BRIEF:
In the entries below, repeat only the lines between those holding "of the athlete's" and "Query: fingernail", inclusive. Leave pictures out.

STUDY MATERIAL:
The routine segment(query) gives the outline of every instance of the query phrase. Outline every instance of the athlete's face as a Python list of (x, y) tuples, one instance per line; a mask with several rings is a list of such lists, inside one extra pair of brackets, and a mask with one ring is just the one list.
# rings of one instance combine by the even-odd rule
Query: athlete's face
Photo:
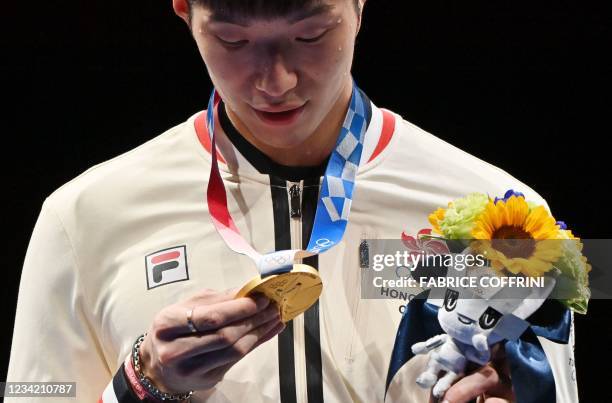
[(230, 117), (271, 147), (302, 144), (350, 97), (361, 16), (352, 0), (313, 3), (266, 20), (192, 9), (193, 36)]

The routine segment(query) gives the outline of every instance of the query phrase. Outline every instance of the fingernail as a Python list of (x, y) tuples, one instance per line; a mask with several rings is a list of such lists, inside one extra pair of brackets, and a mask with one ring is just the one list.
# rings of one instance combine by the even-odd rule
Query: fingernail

--

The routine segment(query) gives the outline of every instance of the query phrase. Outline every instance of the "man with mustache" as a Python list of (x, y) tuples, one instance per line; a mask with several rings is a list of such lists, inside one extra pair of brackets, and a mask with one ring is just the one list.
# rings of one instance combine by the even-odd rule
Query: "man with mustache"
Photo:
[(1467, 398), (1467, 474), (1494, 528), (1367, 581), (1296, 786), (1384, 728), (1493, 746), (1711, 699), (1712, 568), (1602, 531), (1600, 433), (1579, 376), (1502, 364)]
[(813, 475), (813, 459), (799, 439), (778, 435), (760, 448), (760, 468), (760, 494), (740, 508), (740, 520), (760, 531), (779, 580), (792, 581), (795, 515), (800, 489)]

...

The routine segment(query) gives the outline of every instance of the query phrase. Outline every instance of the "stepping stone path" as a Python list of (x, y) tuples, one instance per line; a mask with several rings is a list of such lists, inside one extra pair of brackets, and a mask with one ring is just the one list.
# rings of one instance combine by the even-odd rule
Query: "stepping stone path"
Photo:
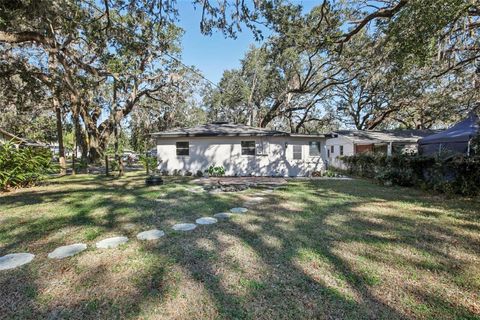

SOLVED PROBLEM:
The routine segment(query) gives the outline of every instance of the query phrase. Outline every instance of the athlete's face as a Python list of (x, y) tuples, one instance per line; a mask with several rings is a list of such lists, inside one extra pair of brackets, and a mask with one ring is just the one list.
# rings of one instance combine by the even-odd rule
Query: athlete's face
Photo:
[(230, 117), (271, 147), (302, 144), (350, 97), (361, 16), (352, 0), (313, 3), (266, 20), (192, 9), (193, 36)]

The routine segment(query) gives the outline of every instance of the query phrase. Outline every instance of the fingernail as a Python list of (x, y) tuples, one instance per line; a mask with several rings is a list of such lists, inside one extra pair of brackets, and a mask with one ring is just the one list.
# rings of one instance combine by the even-odd rule
Query: fingernail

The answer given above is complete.